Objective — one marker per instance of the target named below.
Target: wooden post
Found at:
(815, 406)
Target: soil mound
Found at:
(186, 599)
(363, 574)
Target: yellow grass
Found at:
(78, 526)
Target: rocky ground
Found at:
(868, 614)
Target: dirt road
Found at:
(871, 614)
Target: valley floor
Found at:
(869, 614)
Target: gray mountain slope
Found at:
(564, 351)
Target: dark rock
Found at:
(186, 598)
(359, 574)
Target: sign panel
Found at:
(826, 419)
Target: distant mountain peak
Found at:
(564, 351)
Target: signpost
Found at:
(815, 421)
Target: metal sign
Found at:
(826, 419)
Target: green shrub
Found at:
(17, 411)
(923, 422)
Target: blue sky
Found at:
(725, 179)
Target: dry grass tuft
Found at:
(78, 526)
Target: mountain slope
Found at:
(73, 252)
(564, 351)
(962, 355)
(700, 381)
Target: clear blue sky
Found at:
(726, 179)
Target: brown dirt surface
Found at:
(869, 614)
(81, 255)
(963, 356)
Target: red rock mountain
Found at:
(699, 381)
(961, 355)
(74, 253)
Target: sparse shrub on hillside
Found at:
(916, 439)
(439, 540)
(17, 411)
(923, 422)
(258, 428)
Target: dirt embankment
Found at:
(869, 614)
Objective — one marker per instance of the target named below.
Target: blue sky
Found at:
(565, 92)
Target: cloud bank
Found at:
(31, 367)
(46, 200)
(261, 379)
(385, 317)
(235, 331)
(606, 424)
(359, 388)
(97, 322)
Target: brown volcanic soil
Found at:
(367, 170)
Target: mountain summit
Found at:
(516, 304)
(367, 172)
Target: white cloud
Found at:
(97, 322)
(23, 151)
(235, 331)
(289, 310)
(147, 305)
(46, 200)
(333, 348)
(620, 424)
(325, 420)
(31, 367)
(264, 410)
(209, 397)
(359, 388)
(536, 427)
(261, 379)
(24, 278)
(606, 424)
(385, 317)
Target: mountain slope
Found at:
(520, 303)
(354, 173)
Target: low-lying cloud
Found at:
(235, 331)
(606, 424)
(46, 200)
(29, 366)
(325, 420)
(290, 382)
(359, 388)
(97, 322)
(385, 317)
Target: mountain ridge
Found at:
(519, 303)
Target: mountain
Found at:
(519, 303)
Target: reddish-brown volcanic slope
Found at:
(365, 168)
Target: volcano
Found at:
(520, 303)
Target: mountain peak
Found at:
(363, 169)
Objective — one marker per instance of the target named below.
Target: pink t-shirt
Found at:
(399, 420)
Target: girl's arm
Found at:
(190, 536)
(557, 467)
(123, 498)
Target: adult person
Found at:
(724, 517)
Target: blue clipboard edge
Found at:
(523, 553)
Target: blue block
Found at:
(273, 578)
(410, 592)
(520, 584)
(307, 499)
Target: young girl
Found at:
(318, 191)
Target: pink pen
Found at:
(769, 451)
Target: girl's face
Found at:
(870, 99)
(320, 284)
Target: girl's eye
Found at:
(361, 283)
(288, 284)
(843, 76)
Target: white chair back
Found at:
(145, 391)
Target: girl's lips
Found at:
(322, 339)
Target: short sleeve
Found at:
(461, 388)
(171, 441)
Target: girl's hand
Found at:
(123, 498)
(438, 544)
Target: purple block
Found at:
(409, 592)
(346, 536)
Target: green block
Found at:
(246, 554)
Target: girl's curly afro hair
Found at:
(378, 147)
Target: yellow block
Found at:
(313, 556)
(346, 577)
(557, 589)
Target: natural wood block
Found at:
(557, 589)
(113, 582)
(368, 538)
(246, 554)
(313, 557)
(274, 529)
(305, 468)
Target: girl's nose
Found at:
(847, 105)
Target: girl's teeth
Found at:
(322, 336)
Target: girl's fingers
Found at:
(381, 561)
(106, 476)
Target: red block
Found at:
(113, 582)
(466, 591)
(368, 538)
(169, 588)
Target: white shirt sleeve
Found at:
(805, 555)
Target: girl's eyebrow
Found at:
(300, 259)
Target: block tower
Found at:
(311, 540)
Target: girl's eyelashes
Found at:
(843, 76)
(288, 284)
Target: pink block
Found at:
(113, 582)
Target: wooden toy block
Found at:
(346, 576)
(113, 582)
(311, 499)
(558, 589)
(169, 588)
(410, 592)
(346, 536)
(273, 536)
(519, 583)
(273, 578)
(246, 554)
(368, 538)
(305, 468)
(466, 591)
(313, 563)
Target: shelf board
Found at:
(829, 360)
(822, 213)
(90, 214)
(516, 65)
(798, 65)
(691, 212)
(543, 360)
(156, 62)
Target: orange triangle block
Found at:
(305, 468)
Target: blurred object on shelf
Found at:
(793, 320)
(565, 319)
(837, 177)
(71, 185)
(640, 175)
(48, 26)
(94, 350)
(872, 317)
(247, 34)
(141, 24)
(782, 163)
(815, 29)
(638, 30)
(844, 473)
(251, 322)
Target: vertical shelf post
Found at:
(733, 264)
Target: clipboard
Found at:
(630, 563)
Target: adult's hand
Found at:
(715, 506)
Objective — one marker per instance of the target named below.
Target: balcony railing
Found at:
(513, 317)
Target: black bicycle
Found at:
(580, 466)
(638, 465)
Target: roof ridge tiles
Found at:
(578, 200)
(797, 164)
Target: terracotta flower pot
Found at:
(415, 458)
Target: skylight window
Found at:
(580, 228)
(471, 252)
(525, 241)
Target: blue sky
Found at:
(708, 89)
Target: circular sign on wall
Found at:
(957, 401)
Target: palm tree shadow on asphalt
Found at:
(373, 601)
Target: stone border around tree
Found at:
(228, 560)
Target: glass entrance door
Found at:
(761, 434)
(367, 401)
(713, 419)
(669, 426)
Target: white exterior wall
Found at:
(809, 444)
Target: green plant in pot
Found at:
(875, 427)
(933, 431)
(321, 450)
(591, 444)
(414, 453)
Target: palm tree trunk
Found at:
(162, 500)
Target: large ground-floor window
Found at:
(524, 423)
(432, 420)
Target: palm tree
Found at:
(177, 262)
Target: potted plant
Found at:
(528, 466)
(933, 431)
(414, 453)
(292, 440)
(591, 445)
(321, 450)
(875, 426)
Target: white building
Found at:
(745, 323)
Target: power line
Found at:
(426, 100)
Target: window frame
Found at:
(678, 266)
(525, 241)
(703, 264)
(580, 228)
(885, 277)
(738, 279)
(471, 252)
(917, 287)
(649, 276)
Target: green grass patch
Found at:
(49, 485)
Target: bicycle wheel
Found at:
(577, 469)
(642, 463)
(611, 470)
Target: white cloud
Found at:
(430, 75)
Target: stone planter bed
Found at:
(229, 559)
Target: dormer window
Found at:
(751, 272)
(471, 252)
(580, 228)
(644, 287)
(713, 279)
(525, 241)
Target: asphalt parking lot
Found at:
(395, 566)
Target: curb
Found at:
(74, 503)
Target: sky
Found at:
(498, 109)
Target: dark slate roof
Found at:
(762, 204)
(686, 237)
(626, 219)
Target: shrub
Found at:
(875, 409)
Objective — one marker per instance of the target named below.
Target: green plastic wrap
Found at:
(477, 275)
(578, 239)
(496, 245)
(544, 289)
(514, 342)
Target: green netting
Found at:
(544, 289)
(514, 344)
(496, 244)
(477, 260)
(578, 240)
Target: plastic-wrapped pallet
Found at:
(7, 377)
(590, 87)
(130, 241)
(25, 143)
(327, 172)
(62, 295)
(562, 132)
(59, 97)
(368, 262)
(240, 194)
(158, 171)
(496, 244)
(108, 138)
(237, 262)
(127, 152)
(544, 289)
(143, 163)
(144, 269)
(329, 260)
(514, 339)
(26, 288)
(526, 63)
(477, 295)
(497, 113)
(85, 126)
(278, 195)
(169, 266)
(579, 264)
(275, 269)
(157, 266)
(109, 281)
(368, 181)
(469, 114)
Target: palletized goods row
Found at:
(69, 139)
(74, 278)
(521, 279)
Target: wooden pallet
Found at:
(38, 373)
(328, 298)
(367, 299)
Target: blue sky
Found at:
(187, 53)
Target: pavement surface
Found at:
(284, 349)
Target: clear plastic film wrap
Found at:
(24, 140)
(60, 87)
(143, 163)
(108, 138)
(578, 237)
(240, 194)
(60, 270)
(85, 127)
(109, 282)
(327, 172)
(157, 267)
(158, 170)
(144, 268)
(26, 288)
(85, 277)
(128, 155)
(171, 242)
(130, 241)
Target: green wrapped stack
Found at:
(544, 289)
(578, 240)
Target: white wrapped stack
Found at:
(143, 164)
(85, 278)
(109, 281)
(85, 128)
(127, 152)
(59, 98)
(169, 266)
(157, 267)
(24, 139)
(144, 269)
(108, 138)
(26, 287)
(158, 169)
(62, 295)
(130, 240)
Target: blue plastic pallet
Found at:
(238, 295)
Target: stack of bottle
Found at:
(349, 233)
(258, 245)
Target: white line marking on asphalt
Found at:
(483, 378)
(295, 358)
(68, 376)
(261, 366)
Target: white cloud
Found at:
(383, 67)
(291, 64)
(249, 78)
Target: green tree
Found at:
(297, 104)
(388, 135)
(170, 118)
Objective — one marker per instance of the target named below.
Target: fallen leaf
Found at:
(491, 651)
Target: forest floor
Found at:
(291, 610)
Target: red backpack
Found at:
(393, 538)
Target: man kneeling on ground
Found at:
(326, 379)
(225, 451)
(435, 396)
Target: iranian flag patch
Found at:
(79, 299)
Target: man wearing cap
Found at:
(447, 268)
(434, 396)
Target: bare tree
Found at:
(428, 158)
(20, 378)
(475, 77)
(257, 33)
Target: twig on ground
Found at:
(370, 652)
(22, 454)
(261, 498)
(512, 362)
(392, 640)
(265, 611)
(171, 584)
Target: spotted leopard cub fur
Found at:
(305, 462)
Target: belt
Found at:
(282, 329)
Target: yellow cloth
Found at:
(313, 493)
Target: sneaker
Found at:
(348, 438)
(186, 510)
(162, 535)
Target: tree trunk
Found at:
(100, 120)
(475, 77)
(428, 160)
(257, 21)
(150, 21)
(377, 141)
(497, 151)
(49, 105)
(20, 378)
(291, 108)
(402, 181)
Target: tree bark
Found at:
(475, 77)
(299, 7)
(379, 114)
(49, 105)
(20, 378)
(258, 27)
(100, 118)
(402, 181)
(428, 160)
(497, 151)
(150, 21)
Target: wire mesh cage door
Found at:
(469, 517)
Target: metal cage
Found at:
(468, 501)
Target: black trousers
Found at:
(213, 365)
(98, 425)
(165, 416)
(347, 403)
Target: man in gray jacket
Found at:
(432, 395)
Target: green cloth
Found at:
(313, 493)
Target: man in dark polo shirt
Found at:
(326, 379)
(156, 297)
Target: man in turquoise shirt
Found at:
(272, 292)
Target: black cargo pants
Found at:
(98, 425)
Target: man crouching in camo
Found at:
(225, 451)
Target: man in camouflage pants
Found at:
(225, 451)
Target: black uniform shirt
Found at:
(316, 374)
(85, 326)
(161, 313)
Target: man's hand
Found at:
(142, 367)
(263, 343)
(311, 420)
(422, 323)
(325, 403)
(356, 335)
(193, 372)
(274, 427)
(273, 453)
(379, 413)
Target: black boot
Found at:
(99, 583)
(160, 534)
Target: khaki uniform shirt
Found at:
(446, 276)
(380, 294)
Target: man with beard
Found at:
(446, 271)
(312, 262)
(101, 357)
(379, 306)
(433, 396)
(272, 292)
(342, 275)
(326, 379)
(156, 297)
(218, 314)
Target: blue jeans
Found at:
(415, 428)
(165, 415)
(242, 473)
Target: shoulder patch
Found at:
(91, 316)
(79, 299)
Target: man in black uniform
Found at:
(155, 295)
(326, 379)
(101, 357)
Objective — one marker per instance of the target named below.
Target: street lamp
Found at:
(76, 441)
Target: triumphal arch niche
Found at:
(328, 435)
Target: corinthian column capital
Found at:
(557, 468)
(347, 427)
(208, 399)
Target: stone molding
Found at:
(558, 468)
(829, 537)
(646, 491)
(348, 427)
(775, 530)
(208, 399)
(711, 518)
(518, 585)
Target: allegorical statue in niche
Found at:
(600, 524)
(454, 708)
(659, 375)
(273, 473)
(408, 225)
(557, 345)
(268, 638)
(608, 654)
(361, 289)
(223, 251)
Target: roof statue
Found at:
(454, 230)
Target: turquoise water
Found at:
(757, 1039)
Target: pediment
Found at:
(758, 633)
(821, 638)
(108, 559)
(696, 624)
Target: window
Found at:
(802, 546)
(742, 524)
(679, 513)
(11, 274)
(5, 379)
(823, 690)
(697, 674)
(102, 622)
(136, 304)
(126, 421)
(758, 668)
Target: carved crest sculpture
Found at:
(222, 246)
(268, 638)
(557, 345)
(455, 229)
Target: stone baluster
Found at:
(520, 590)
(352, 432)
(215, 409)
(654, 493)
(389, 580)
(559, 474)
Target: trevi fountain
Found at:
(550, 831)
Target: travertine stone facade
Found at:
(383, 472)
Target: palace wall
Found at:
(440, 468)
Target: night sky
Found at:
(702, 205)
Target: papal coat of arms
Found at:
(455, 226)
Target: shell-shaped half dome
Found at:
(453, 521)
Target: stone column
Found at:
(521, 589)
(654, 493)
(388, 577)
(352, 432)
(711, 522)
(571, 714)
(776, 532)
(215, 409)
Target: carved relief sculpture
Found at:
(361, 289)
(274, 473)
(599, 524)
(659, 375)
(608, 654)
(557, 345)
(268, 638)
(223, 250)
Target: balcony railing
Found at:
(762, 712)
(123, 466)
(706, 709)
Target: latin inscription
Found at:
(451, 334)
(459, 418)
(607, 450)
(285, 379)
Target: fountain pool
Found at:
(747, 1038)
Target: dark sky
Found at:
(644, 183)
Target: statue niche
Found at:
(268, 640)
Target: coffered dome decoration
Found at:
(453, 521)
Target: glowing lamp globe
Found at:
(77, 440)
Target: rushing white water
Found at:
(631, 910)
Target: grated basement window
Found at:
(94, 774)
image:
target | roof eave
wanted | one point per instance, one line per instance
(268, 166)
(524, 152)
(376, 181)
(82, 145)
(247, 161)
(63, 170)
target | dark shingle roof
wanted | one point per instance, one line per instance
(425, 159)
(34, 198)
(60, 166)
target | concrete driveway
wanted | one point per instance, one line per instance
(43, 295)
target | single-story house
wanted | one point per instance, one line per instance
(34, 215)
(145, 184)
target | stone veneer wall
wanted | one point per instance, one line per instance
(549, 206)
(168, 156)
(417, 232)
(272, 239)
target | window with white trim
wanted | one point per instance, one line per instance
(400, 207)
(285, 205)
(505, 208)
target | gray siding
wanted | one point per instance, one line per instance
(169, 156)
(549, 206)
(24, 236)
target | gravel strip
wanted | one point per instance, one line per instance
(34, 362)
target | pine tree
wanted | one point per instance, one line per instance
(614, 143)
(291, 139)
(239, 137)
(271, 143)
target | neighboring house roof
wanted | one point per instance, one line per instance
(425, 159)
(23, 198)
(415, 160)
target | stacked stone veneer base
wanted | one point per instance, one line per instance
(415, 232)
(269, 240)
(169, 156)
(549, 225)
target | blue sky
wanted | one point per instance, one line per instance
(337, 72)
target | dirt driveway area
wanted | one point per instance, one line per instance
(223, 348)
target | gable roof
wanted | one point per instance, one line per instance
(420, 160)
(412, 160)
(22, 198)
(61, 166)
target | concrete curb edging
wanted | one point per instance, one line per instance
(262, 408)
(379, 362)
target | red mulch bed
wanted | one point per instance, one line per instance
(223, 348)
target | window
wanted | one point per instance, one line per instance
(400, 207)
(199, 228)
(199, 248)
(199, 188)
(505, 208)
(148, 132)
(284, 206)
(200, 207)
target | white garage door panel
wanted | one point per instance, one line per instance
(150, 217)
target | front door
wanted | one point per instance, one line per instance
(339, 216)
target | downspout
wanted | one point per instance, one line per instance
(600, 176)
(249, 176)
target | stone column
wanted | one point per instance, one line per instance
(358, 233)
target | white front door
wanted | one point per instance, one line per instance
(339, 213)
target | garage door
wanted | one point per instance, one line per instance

* * * * * * * * *

**CONSIGNE:** Recopiez à l'identique les lignes de la liste en partant de celle qui contient "target | stone column" et en allant jusqu'à la dernière ligne de la liste, incluse.

**CORRIGÉ:**
target | stone column
wanted | one point per instance, one line per instance
(358, 233)
target | white front door
wanted | one point per instance, one line per instance
(339, 213)
target | garage door
wanted | one point per instance, one line per instance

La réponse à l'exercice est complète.